Stored records:
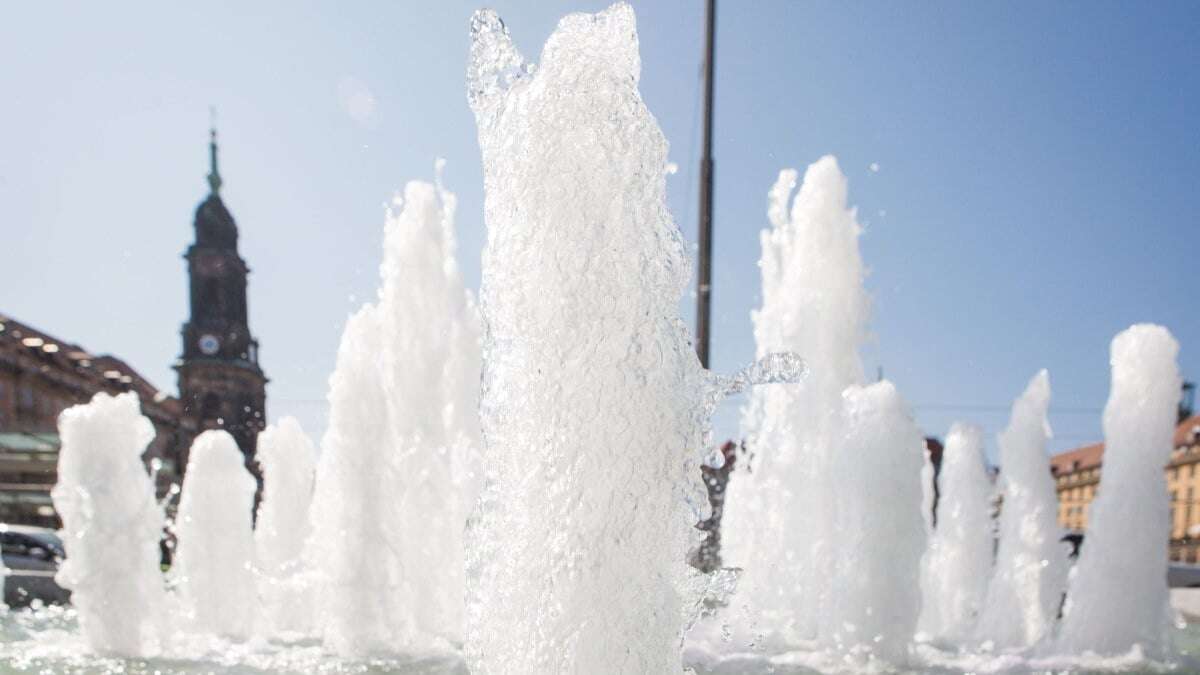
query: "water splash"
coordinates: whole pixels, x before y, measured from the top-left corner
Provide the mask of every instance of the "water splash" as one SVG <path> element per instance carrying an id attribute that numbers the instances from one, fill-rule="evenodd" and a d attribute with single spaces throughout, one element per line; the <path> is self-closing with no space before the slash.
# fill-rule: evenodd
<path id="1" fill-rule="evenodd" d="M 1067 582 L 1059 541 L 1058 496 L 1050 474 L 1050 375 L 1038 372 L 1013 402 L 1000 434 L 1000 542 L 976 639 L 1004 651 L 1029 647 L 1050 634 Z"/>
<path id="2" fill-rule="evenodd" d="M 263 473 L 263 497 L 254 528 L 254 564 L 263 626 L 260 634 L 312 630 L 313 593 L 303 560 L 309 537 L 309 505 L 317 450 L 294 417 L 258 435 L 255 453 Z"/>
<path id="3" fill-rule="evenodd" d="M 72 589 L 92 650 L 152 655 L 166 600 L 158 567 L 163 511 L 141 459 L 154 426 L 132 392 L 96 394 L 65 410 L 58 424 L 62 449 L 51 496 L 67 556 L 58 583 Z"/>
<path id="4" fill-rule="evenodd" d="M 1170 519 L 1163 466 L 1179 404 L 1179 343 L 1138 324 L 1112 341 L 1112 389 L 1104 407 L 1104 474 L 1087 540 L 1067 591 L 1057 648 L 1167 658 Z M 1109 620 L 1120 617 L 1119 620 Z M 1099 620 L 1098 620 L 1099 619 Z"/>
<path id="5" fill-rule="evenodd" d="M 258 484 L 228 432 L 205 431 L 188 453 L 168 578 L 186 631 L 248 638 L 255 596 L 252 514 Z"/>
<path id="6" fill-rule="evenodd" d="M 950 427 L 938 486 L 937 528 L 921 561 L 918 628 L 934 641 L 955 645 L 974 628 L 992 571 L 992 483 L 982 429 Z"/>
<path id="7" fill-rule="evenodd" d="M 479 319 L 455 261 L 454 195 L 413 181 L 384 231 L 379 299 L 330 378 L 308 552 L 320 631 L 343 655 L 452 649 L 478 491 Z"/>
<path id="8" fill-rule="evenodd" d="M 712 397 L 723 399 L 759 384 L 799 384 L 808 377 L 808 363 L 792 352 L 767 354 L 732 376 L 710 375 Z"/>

WHAT TO DO: Count every line above that includes the string "water", and answer with the count only.

REPLY: 2